[Dataset excerpts on object pointing]
»»
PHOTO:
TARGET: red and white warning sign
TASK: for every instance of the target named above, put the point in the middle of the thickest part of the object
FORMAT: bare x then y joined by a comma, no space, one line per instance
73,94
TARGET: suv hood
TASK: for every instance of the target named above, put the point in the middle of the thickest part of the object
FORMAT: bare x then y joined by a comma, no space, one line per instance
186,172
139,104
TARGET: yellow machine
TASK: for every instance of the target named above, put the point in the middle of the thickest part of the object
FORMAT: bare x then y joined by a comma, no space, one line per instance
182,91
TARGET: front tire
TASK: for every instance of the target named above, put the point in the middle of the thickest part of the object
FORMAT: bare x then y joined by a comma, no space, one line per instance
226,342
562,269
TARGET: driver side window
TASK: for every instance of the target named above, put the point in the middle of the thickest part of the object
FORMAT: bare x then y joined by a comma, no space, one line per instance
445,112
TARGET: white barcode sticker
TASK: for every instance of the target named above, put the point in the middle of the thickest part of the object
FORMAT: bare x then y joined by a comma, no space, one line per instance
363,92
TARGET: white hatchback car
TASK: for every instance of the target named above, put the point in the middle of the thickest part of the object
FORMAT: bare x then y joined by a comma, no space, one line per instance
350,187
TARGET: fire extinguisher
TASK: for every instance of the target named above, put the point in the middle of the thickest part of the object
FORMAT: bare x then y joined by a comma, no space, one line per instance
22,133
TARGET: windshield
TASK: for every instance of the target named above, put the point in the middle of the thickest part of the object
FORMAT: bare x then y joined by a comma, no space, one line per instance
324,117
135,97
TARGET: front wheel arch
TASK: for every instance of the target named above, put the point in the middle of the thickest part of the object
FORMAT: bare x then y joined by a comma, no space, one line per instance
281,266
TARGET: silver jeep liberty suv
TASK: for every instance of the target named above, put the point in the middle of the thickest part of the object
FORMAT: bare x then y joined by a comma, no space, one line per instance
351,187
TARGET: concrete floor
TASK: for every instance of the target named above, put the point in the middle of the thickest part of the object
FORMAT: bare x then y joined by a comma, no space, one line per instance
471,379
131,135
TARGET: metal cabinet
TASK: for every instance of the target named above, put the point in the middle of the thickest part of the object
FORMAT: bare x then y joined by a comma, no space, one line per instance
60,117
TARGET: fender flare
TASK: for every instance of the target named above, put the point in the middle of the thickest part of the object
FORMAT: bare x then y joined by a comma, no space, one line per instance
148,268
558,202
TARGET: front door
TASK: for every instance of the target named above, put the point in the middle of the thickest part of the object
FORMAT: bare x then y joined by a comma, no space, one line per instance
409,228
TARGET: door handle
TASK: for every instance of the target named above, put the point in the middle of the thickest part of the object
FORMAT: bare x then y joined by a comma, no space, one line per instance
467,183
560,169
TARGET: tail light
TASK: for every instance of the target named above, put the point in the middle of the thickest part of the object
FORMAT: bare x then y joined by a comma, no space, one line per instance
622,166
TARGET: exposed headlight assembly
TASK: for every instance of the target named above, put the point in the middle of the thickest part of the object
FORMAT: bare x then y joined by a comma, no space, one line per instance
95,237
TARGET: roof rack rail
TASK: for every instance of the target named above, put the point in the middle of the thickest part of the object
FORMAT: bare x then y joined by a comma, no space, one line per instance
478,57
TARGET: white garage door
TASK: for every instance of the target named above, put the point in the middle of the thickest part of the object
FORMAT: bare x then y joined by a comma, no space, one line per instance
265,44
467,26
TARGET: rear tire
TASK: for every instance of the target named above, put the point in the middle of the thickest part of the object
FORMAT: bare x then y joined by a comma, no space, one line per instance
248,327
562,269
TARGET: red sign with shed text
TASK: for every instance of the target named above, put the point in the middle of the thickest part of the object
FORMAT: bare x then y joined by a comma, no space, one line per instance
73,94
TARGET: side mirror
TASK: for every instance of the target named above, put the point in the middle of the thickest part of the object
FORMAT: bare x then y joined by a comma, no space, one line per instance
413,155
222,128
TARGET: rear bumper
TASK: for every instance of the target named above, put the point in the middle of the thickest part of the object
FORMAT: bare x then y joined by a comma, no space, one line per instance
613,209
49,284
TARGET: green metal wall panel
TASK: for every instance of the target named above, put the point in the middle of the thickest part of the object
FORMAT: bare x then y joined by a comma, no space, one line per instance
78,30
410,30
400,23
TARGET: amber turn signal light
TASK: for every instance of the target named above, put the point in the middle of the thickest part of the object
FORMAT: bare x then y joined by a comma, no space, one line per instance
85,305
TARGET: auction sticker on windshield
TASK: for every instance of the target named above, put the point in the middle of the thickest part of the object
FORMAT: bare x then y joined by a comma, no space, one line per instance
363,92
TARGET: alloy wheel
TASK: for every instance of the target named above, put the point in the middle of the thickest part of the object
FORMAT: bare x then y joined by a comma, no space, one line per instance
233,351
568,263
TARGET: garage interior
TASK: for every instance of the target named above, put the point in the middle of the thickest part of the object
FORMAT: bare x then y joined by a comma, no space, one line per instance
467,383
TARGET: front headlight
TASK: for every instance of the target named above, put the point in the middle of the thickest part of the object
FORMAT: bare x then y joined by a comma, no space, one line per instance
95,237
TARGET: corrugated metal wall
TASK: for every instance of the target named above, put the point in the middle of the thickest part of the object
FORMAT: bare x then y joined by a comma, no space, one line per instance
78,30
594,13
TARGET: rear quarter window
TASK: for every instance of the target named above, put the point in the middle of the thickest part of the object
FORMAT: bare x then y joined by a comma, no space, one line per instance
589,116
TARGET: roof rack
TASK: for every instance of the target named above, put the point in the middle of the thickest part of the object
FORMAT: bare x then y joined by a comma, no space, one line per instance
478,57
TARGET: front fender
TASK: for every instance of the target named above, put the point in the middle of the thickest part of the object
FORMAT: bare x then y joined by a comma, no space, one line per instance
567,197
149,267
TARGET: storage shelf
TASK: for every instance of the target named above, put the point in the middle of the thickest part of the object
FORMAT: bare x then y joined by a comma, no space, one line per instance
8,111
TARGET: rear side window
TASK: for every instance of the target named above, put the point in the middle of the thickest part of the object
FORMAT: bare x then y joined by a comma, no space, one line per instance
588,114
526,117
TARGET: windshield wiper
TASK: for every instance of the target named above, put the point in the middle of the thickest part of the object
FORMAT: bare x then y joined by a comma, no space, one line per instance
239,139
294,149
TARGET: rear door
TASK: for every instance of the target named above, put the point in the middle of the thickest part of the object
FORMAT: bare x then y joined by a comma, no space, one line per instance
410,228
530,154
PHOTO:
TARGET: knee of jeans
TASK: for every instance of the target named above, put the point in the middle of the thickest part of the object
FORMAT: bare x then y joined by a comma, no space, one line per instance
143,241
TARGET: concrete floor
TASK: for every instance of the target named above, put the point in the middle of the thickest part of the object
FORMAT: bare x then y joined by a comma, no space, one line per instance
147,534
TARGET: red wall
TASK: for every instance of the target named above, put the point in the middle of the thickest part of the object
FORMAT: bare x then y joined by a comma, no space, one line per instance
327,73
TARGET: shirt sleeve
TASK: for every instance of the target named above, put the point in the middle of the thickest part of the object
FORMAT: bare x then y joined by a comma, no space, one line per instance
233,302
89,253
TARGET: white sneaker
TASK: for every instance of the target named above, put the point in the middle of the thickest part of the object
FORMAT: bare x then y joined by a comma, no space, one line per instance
««
Request >> From the line holding "TARGET: rear door" down to the final line above, quote every line exactly and only those lines.

Reply to the task >>
TARGET: rear door
TASK: for every instance of the target named above, put the point in the middle of the thickest part of the object
FORMAT: bare x then y joined by a comma, no space, one line per instance
410,228
530,154
PHOTO:
TARGET: knee of jeans
TASK: for every instance of the target named above, put the point in the middle of the thickest part of the object
FORMAT: bare x then y joined by a comma, no space, one line per instance
143,241
TARGET: concrete floor
TASK: for every instance of the target named above, put the point in the middle of the thickest part of the object
FORMAT: bare x then y joined by a comma, no space, one line per instance
147,534
TARGET: red wall
TASK: for every instance of the target named above, put the point in the middle of the thickest part of the object
FORMAT: bare x then y joined by a comma, no space, one line per instance
327,73
TARGET: shirt sleeve
TASK: for every instance of the target named above, put the point in the middle of the thickest part of the object
FORMAT: bare x then y joined by a comma, no space, one line per instance
233,302
89,253
TARGET: white sneaker
TASK: for every instance of the target named above, put the point in the middle of the thickest part of the object
FORMAT: bare x then y joined by a comma, no space, one line per instance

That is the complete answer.